■ Task to complete ■
Which lines of the listing below contain the string "lawn"? Return every such line, copied in full.

■ Data for this task ■

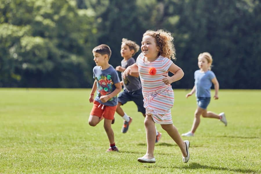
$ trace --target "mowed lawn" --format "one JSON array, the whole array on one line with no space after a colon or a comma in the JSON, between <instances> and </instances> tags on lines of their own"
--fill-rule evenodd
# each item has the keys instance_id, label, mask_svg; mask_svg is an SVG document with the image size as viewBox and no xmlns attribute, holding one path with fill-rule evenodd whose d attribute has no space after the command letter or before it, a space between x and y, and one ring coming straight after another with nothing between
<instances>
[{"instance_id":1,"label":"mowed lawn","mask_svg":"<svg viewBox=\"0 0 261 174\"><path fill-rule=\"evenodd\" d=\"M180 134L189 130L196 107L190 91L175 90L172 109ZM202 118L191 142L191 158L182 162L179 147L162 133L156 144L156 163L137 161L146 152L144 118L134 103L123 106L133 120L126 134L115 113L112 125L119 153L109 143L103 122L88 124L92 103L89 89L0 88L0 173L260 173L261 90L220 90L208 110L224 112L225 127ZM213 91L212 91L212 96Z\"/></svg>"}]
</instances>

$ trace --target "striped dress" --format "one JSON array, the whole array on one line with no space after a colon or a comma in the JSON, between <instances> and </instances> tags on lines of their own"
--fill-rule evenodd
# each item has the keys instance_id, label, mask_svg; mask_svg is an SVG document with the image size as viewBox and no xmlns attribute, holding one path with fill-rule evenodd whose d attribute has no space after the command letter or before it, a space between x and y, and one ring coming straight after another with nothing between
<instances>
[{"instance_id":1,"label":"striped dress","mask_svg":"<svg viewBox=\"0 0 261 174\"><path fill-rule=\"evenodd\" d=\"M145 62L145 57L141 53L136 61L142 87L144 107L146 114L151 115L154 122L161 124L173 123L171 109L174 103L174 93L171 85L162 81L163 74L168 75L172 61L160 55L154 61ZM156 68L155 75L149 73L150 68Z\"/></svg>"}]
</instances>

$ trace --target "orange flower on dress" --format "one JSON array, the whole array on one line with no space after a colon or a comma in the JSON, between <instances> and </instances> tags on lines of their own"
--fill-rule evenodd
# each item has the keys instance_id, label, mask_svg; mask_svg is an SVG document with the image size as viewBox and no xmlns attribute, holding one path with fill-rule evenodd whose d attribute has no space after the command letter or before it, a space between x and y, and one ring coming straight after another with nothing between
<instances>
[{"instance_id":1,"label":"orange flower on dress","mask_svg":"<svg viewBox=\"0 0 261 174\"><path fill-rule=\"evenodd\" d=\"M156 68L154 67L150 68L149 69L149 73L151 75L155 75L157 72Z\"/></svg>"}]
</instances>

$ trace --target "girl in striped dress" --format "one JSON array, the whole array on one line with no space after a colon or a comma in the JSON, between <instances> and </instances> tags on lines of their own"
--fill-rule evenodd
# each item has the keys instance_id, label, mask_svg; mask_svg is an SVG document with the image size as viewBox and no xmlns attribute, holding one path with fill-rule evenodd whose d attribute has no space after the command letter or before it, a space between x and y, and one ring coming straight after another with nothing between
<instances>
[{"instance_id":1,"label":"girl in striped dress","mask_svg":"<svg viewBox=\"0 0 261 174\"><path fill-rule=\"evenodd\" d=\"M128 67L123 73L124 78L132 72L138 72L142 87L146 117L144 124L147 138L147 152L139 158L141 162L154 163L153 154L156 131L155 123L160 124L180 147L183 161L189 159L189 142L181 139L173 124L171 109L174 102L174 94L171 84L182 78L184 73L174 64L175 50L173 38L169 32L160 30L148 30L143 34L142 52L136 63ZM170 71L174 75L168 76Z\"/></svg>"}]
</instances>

■ Solution for this task ■
$ trace --target "mowed lawn" --format "one JSON array, the whole array on one line with no space after a colon or a comma in the JSON, between <instances> and </instances> tags on lines of their own"
[{"instance_id":1,"label":"mowed lawn","mask_svg":"<svg viewBox=\"0 0 261 174\"><path fill-rule=\"evenodd\" d=\"M180 134L189 130L196 107L190 91L175 90L172 109ZM202 118L191 142L191 158L182 162L179 147L162 133L156 144L156 163L137 161L146 152L144 118L134 103L123 106L133 120L126 134L115 113L112 125L119 153L109 143L103 122L88 124L92 103L89 89L0 88L0 173L260 173L261 90L220 90L208 110L224 112L225 127ZM213 91L212 91L212 96Z\"/></svg>"}]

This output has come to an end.